# Detection annotation records

------------------------------------------------------------

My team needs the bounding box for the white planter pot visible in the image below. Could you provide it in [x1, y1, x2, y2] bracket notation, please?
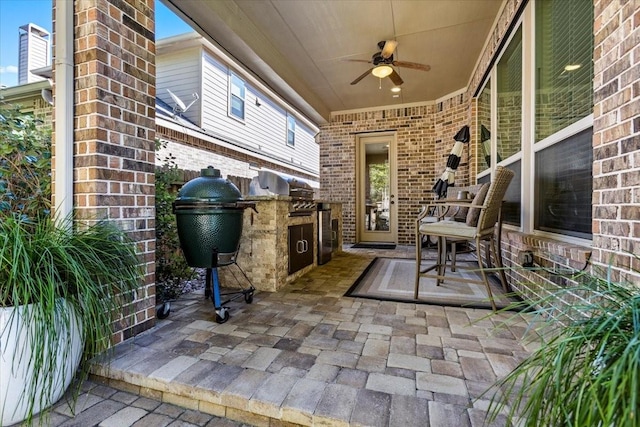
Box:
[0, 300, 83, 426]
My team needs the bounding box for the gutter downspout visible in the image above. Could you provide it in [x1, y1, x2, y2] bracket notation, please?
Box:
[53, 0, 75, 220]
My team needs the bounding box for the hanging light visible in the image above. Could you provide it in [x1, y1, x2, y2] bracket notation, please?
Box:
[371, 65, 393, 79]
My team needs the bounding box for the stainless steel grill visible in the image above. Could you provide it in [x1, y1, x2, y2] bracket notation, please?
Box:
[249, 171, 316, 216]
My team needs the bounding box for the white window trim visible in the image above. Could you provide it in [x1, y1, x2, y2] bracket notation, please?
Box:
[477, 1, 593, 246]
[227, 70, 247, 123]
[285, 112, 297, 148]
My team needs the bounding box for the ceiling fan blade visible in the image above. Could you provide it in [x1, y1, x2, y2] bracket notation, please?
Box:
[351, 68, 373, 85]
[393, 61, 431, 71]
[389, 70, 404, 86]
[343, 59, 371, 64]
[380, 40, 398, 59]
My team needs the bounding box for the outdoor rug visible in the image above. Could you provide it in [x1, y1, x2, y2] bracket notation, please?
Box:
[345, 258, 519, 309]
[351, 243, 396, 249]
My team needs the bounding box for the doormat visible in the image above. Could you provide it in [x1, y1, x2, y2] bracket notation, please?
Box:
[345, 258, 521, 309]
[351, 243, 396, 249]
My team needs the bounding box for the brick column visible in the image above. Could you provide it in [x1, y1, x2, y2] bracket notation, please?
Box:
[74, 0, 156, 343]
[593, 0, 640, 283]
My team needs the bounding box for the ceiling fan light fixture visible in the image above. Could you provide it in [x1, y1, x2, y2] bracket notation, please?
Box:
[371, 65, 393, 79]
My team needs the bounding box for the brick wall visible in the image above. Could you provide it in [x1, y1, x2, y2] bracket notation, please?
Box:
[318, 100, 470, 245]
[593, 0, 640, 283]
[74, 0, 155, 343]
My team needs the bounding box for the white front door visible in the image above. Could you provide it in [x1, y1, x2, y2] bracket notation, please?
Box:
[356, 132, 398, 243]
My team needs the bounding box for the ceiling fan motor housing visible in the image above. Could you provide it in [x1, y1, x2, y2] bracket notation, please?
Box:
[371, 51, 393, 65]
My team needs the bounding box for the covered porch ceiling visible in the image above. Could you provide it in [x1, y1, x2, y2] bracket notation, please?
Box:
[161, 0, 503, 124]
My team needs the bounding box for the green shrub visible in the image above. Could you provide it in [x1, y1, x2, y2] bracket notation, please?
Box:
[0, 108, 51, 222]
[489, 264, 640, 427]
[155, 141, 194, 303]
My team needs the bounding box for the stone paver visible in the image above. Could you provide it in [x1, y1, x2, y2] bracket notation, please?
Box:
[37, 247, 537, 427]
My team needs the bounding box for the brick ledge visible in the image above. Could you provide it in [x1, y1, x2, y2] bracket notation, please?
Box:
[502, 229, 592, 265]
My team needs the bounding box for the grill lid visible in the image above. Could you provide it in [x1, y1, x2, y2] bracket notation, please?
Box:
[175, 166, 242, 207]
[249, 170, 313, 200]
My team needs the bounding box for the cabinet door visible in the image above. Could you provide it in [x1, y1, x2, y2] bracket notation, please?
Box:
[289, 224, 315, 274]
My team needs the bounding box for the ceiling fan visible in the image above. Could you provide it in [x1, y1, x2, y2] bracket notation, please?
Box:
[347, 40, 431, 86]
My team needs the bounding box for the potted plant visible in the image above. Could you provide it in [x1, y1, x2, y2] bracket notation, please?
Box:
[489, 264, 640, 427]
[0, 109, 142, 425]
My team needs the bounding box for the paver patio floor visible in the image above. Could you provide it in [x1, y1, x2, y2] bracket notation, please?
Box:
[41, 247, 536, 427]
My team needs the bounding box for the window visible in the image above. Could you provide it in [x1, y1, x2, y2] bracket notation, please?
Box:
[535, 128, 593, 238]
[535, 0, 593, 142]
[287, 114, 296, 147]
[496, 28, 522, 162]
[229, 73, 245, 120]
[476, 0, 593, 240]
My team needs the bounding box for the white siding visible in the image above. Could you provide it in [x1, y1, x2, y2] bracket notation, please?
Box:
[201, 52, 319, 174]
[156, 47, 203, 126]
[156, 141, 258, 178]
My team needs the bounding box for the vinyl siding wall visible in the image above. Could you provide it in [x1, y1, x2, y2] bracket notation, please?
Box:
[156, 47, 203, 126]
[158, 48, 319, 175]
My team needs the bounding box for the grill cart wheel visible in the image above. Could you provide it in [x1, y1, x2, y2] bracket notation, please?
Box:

------------------------------------------------------------

Rewrite every item above, changing "bracket notation" to "list notation" and keeping everything else the same. Leave the pictures out of your answer.

# Full solution
My team needs the bounding box for the white planter pot visible in the image below. Could you provide it in [x1, y1, x2, y2] list notation, please?
Box:
[0, 300, 83, 426]
My team needs the bounding box for the gutter downspout visible in the image above. Could you provide it in [x1, y1, x2, y2] list notation, please?
Box:
[53, 0, 75, 220]
My team needs the bounding box for the hanging light visible in the image above. Could you provide it in [x1, y1, x2, y2] list notation, please?
Box:
[371, 65, 393, 79]
My team needs the bounding box for the stainless steel grill visible in the image above. Could you provide it in [x1, y1, x2, y2] list notation, please?
Box:
[249, 171, 316, 216]
My team needs the bounding box for the white window trim visible in the image above. Could you provide it in [x1, y1, x2, y2] list notation, please?
Box:
[477, 1, 593, 246]
[227, 70, 247, 123]
[285, 112, 297, 148]
My team needs the bounding box for the ceiling fan blade visible in the image above. Could you provide it in [x1, y1, x2, y2] list notation, please?
Box:
[351, 68, 373, 85]
[393, 61, 431, 71]
[389, 70, 404, 86]
[343, 59, 371, 64]
[380, 40, 398, 59]
My team needs the bounding box for the outdoor rug visible in the image above. Could you provide it in [x1, y1, x2, y2] list notation, please?
Box:
[345, 258, 519, 309]
[351, 243, 396, 249]
My team needs the bounding box for the doormat visible in the image above. Could you provide it in [x1, y1, x2, y2] list notation, please?
Box:
[345, 258, 521, 309]
[351, 243, 396, 249]
My team needs the bounding box for the brick column visible in the image above. Could you provide it in [x1, y1, x2, y2] list notation, please?
Box:
[74, 0, 156, 343]
[593, 0, 640, 283]
My team needs the bounding box for the ceiling fan light fixture visible in the image above. Could you provide it in [x1, y1, x2, y2] list notation, please?
Box:
[371, 65, 393, 79]
My team needs the bounding box for the brick wall visible in the image above. Could you provide it in [x1, y1, x2, y2] list notation, please?
Box:
[318, 100, 470, 245]
[593, 0, 640, 283]
[74, 0, 155, 343]
My team needs the bounding box for the white front door visible in the image above. Could you provide it in [x1, y1, x2, y2] list notation, please?
Box:
[356, 132, 398, 243]
My team needs the bounding box for the ceiling fan motor housing visible in the image above. Could you provide it in [x1, y1, x2, y2] list notation, please?
Box:
[371, 51, 393, 65]
My team needs the bounding box for the covered porch ceiling visible in the image above. Could you provide it in [x1, y1, x2, y2] list notation, please?
Box:
[161, 0, 503, 124]
My team needs the bounding box for the green shrub visible in the image above. Could you provide it in [x1, y1, x2, y2] list notation, please?
Box:
[0, 108, 51, 222]
[489, 264, 640, 427]
[155, 141, 194, 303]
My team needs the bounding box for the stone paver visible in the image above. Could you provide it in [x1, y1, x2, y2] list notation, please?
Box:
[37, 247, 537, 427]
My team needs the bounding box for the brick ledge visible in the image above. Could you provide it in [x1, y1, x2, y2] list notation, please?
Box:
[502, 229, 592, 265]
My team needs the bounding box for the grill lid visible in the image above. Could you provide it in [x1, y1, x2, y2] list notation, please?
Box:
[175, 166, 242, 207]
[249, 170, 313, 200]
My team needs the bounding box for the cabinet door visible in the image above. Could you provide it in [x1, y1, x2, y2] list notation, please?
Box:
[289, 224, 315, 274]
My team needs the bounding box for the ceiling fan visible in the image above. Could you provide it in [x1, y1, x2, y2] list notation, please?
Box:
[347, 40, 431, 86]
My team needs the bounding box for the potted plant visible in the image above. Could you provide it in [x1, y1, x2, y2] list notation, please?
Box:
[489, 264, 640, 427]
[0, 109, 142, 425]
My team needs the bounding box for the paver patio floor visible in the image above. Could you provide it in [x1, y1, x2, y2] list notation, please?
Box:
[41, 247, 536, 427]
My team needs the bounding box for the window visible in the image above. Could you provide it in [x1, y1, x2, y2] list notation, please?
Box:
[535, 128, 593, 238]
[535, 0, 593, 142]
[287, 114, 296, 147]
[496, 28, 522, 162]
[229, 73, 245, 120]
[476, 0, 593, 240]
My team needs the bounding box for the white siding visible in the image above. Could you provide it in [x1, y1, x2, y2] list notation, please?
Box:
[201, 52, 319, 174]
[156, 47, 203, 126]
[156, 141, 258, 178]
My team needs the bounding box for the vinyl siding wall visible in the image above. Could you provide it in [x1, y1, x2, y2] list notation, please?
Box:
[156, 47, 203, 126]
[158, 48, 319, 175]
My team needs the bounding box for the grill cart wheel visible in the image above. Could you provide it in [x1, y1, x2, y2] list notation, please?
Box:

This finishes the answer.